** Goal **
Omit the images. Copy each entry word for word.

Entries from a pointing dataset:
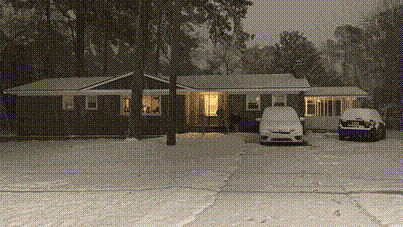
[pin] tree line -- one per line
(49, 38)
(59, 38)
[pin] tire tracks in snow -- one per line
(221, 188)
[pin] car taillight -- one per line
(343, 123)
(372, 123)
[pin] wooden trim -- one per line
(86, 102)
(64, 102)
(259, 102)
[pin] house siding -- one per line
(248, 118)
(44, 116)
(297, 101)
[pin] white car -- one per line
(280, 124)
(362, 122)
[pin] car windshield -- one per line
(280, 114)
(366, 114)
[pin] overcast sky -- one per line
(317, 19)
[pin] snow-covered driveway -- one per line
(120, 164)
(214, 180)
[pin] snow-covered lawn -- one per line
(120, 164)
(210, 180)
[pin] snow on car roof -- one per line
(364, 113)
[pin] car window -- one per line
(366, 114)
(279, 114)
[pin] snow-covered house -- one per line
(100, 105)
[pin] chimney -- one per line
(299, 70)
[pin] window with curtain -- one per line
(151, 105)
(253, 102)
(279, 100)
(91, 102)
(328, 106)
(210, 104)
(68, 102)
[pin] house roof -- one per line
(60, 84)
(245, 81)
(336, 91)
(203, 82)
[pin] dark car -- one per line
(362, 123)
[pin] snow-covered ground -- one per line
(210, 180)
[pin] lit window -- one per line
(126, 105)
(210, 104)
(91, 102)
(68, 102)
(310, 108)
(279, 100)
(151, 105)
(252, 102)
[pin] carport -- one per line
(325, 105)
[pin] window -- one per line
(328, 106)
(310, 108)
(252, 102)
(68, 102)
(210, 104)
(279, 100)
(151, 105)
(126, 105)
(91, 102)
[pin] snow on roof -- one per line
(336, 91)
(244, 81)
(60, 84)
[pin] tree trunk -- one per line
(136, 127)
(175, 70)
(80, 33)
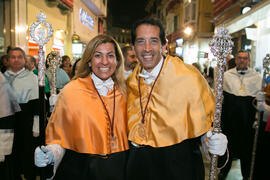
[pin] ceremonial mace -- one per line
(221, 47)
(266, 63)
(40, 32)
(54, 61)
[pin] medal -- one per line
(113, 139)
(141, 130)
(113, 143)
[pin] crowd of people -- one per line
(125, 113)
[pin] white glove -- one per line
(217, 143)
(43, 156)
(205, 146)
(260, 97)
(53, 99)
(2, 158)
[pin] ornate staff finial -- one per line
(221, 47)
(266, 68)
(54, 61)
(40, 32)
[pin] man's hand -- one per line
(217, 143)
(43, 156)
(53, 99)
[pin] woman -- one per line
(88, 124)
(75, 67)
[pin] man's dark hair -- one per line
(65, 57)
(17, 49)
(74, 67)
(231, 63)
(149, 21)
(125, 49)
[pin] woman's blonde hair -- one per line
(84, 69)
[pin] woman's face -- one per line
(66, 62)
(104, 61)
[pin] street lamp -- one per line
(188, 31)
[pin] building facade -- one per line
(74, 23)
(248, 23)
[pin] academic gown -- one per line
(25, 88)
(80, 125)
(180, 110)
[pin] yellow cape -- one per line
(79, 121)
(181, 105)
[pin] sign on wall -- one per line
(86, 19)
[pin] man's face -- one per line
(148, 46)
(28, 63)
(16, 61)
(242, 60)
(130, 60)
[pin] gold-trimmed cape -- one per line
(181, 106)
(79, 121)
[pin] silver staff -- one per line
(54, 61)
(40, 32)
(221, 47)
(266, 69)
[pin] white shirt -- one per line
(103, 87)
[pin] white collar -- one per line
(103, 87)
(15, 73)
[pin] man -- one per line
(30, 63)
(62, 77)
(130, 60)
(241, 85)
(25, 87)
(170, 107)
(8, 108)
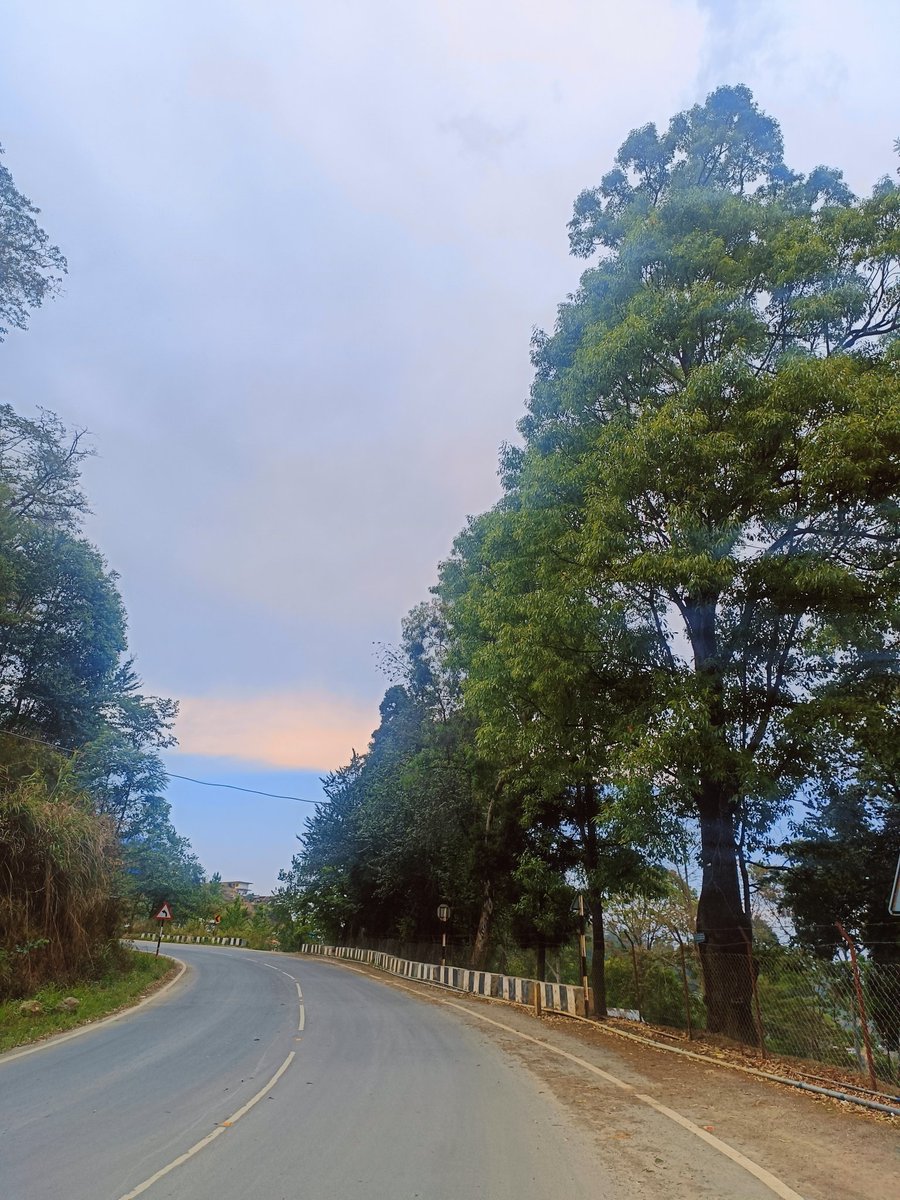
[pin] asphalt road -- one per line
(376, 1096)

** Result of the exercise **
[pin] tree line -- one per line
(49, 38)
(59, 38)
[pin] tire tracks in snow -- one per line
(221, 188)
[pin] car taillight -- one per line
(343, 123)
(372, 123)
[pin] wooden trim -- one per line
(86, 102)
(64, 102)
(259, 102)
[pin] house siding -- one per line
(248, 118)
(44, 116)
(297, 101)
[pin] white car -- one per line
(280, 124)
(362, 122)
[pin] car windshield -- one per line
(280, 114)
(366, 114)
[pin] overcast sky -- one per line
(317, 19)
[pin] snow-covered driveway -- one per line
(120, 164)
(214, 180)
[pin] snow-covered lawn -- one per line
(120, 164)
(210, 180)
[pin] snow on car roof -- one per line
(364, 113)
[pin] car window -- one per line
(366, 114)
(279, 114)
[pin] snow-covered house -- one per line
(100, 105)
[pin] chimney -- one per line
(299, 70)
[pin] window with curtain -- one per line
(151, 105)
(253, 102)
(279, 100)
(91, 102)
(328, 106)
(210, 104)
(68, 102)
[pin] house roof -- one per line
(60, 84)
(245, 81)
(336, 91)
(203, 82)
[pin] dark car -- one per line
(362, 123)
[pin] snow-covered ground -- one per line
(210, 180)
[pin] lit window -- one per line
(126, 105)
(210, 104)
(91, 102)
(68, 102)
(310, 108)
(279, 100)
(151, 105)
(252, 102)
[pin] carport -- one per line
(325, 105)
[pin] window -- one per line
(328, 106)
(310, 108)
(252, 102)
(68, 102)
(210, 104)
(279, 100)
(151, 105)
(126, 105)
(91, 102)
[pin] snow on roof -- one per line
(336, 91)
(244, 81)
(60, 84)
[pin] tree trunk -- one per line
(136, 127)
(175, 70)
(80, 33)
[pin] ceremonial mace -- one per line
(221, 47)
(266, 63)
(40, 32)
(54, 61)
[pin] medal -- one per line
(113, 139)
(141, 130)
(113, 143)
[pin] crowd of people -- one per line
(125, 113)
[pin] white glove -- one per line
(217, 143)
(43, 156)
(205, 146)
(260, 97)
(53, 99)
(2, 158)
[pin] ornate staff finial -- one per line
(221, 47)
(266, 68)
(54, 61)
(40, 32)
[pin] man's hand -- one per line
(217, 143)
(43, 156)
(53, 99)
[pin] woman -- one per line
(88, 124)
(75, 67)
[pin] man's dark hair -- one per line
(65, 57)
(17, 49)
(74, 67)
(231, 63)
(149, 21)
(125, 49)
[pin] woman's blonde hair -- one per line
(84, 69)
[pin] woman's face -- one per line
(66, 62)
(104, 61)
[pin] street lamp -- one per line
(188, 31)
[pin] building facade -- one per line
(74, 23)
(248, 23)
[pin] academic gown -- one per line
(25, 88)
(80, 125)
(180, 110)
[pin] yellow cape -- one per line
(79, 121)
(181, 105)
[pin] sign on wall -- one per line
(86, 19)
[pin] man's face -- one per line
(148, 46)
(28, 63)
(16, 61)
(242, 60)
(130, 60)
[pin] gold-trimmed cape -- one per line
(181, 106)
(79, 121)
[pin] silver staff -- one per line
(54, 61)
(40, 32)
(221, 47)
(266, 69)
[pin] white shirt -- one per line
(103, 87)
[pin] white collar -- one per line
(103, 87)
(15, 73)
[pin] man -- one per line
(30, 63)
(62, 77)
(130, 60)
(241, 85)
(25, 87)
(170, 107)
(8, 108)
[pin] asphalt road -- one per line
(376, 1096)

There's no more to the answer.